PROVIDED TEXT:

= Tsumi =

Japanese religious term

Tsumi (罪) is a Japanese word that indicates the violation of legal, social or religious rules. It is most often used in the religious and moral sense. Originally, the word indicated a divine punishment due to the violation of a divine taboo through evil deeds, defilement (kegare) or disasters. When translated in English as "sin", the term covers therefore only one of the three meanings of the Japanese word.

1. Evil deeds
2. Kegare
3. Disasters

==History==
The term evolved to its present form as a contraction of tsutsumu (障む・恙む, to hinder, be hindered, to have an accident, to have some trouble), a verb which very generally indicated the occurrence of a negative event. In ancient Japan the word thus indicated not only crimes and other forbidden human actions, but also diseases, disasters, pollution, ugliness and any other unpleasant object or fact.

Stored data entries
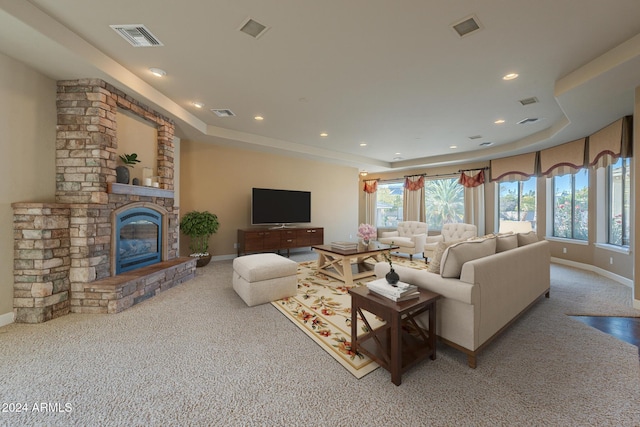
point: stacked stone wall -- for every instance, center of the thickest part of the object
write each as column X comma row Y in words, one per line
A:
column 41, row 262
column 61, row 247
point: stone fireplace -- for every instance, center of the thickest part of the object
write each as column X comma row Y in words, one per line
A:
column 101, row 246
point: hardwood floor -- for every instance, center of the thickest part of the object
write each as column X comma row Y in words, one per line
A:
column 624, row 328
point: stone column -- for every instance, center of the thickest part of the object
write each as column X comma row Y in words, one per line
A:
column 41, row 261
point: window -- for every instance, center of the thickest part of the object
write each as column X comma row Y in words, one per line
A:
column 517, row 201
column 444, row 202
column 619, row 177
column 389, row 204
column 571, row 206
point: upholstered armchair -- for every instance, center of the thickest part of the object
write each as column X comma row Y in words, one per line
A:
column 410, row 237
column 450, row 232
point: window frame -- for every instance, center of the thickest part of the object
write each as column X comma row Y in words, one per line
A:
column 625, row 166
column 552, row 201
column 520, row 193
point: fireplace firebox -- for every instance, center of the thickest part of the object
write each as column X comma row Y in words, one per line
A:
column 138, row 239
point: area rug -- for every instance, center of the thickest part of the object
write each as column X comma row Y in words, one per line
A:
column 322, row 309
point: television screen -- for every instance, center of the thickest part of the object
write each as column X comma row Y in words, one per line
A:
column 269, row 206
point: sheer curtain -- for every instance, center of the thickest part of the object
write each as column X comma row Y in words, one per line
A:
column 414, row 199
column 370, row 201
column 473, row 183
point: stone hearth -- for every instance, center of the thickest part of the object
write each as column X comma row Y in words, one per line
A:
column 63, row 257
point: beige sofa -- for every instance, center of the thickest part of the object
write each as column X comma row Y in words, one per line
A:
column 490, row 291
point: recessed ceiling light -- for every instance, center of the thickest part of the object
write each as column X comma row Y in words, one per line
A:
column 253, row 28
column 221, row 112
column 158, row 72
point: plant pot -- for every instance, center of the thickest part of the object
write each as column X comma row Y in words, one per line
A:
column 201, row 261
column 122, row 175
column 392, row 277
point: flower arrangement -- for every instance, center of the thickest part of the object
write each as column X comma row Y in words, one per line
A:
column 367, row 232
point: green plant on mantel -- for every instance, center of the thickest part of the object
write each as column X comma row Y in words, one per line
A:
column 199, row 226
column 129, row 159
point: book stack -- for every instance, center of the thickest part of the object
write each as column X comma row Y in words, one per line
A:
column 345, row 246
column 400, row 292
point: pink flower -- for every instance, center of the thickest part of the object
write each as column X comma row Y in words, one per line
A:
column 367, row 232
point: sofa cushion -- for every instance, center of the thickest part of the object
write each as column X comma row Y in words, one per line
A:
column 505, row 242
column 527, row 238
column 434, row 264
column 456, row 255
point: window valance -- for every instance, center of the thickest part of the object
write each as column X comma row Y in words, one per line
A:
column 515, row 168
column 611, row 143
column 370, row 186
column 563, row 159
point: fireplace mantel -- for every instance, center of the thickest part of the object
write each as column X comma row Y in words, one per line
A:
column 138, row 190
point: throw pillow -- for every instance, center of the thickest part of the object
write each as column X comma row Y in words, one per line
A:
column 506, row 242
column 456, row 255
column 434, row 264
column 527, row 238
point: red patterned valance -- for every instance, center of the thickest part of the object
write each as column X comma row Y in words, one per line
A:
column 515, row 168
column 471, row 181
column 611, row 143
column 370, row 186
column 567, row 158
column 414, row 183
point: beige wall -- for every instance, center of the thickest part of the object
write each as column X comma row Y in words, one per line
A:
column 136, row 135
column 636, row 193
column 219, row 179
column 588, row 254
column 27, row 138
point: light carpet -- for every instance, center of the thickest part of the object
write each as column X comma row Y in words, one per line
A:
column 196, row 355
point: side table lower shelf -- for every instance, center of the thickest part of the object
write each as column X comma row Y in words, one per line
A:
column 400, row 343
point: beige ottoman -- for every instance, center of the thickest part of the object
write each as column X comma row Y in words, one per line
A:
column 262, row 278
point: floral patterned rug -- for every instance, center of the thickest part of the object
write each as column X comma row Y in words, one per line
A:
column 322, row 309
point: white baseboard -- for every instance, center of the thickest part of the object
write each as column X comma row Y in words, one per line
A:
column 609, row 275
column 7, row 318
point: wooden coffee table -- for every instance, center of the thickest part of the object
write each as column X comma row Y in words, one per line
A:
column 400, row 343
column 339, row 264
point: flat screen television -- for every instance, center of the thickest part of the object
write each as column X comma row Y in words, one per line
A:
column 270, row 206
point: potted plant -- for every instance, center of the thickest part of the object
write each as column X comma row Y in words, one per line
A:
column 199, row 226
column 122, row 172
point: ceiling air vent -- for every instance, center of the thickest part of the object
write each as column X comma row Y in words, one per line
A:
column 529, row 101
column 223, row 112
column 467, row 26
column 253, row 28
column 137, row 35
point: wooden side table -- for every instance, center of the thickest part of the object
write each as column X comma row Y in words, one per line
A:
column 400, row 343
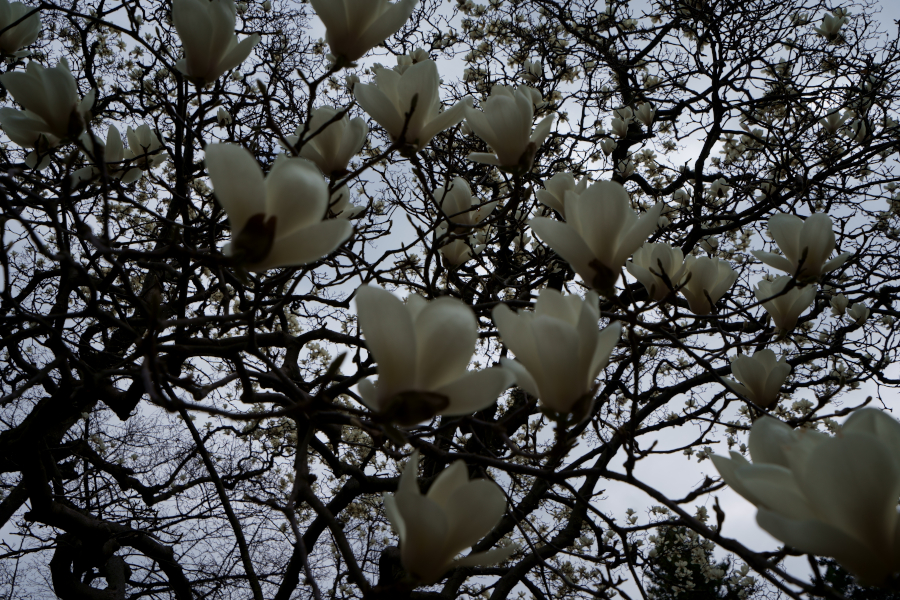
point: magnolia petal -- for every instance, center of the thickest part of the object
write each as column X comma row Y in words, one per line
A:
column 452, row 478
column 297, row 194
column 374, row 101
column 238, row 54
column 446, row 332
column 816, row 537
column 445, row 120
column 472, row 511
column 305, row 245
column 727, row 468
column 237, row 181
column 484, row 158
column 565, row 242
column 491, row 557
column 523, row 378
column 775, row 488
column 390, row 337
column 776, row 261
column 475, row 391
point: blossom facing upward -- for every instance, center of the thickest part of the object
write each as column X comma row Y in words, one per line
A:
column 559, row 348
column 806, row 246
column 435, row 527
column 759, row 377
column 423, row 350
column 52, row 112
column 111, row 154
column 707, row 281
column 331, row 148
column 456, row 204
column 353, row 27
column 275, row 221
column 784, row 307
column 408, row 106
column 554, row 193
column 600, row 233
column 504, row 123
column 206, row 29
column 649, row 264
column 24, row 34
column 829, row 496
column 144, row 148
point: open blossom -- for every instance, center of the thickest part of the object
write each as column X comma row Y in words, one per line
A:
column 829, row 496
column 353, row 27
column 806, row 246
column 646, row 112
column 423, row 350
column 332, row 147
column 144, row 148
column 23, row 34
column 504, row 123
column 759, row 377
column 834, row 120
column 554, row 193
column 600, row 233
column 707, row 280
column 112, row 153
column 408, row 106
column 559, row 348
column 831, row 26
column 649, row 264
column 784, row 308
column 435, row 527
column 340, row 205
column 206, row 29
column 52, row 111
column 456, row 204
column 276, row 221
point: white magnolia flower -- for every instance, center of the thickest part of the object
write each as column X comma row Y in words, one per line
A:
column 559, row 349
column 435, row 527
column 839, row 304
column 651, row 261
column 457, row 205
column 390, row 101
column 608, row 145
column 646, row 112
column 532, row 71
column 144, row 148
column 331, row 148
column 834, row 120
column 707, row 280
column 112, row 154
column 504, row 123
column 719, row 188
column 806, row 246
column 600, row 233
column 831, row 26
column 24, row 33
column 554, row 193
column 223, row 117
column 785, row 308
column 206, row 29
column 52, row 112
column 276, row 221
column 761, row 376
column 423, row 350
column 858, row 313
column 353, row 27
column 829, row 496
column 340, row 206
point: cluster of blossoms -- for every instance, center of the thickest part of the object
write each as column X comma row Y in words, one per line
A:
column 291, row 215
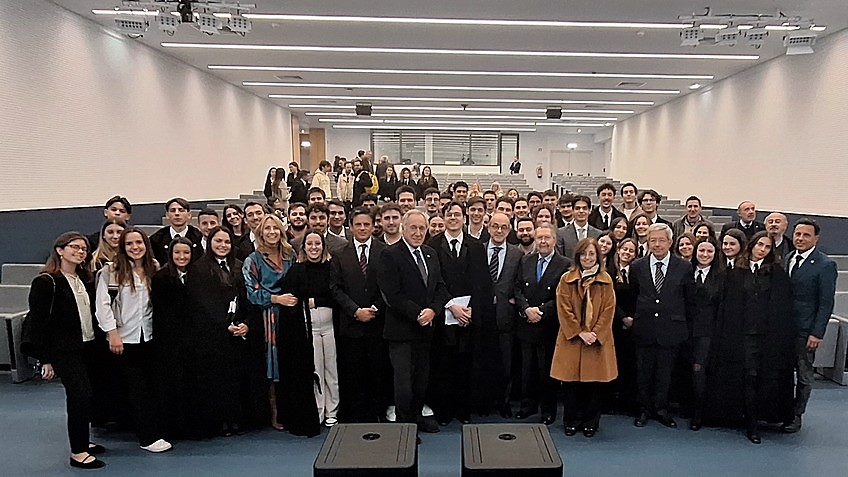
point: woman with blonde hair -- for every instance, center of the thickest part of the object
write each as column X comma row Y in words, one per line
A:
column 584, row 356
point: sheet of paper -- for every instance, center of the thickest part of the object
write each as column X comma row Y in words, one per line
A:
column 461, row 301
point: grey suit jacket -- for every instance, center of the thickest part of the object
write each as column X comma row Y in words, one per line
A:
column 567, row 238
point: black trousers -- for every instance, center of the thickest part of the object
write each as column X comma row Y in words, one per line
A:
column 537, row 385
column 74, row 370
column 582, row 404
column 411, row 366
column 139, row 369
column 654, row 365
column 363, row 377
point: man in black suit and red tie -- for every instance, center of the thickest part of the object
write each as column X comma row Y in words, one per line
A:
column 747, row 223
column 363, row 357
column 813, row 276
column 410, row 280
column 665, row 287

TASKS TO CARRY OUT:
A. From the Tsumi article, retype the passage starting with "1. Evil deeds" and going on through "object or fact.".
B. According to the Tsumi article, the term is a contraction of which verb?
C. The Tsumi article says that in ancient Japan the word covered diseases, disasters, pollution and ugliness as well as crimes. Explain why, using the article.

EXERCISE RESULTS:
A.
1. Evil deeds
2. Kegare
3. Disasters

==History==
The term evolved to its present form as a contraction of tsutsumu (障む・恙む, to hinder, be hindered, to have an accident, to have some trouble), a verb which very generally indicated the occurrence of a negative event. In ancient Japan the word thus indicated not only crimes and other forbidden human actions, but also diseases, disasters, pollution, ugliness and any other unpleasant object or fact.

B. Tsutsumu (障む・恙む).

C. Tsumi came from a contraction of tsutsumu, a verb that very generally indicated the occurrence of a negative event. As a result, the word referred to forbidden human actions and also to any other unpleasant object or fact.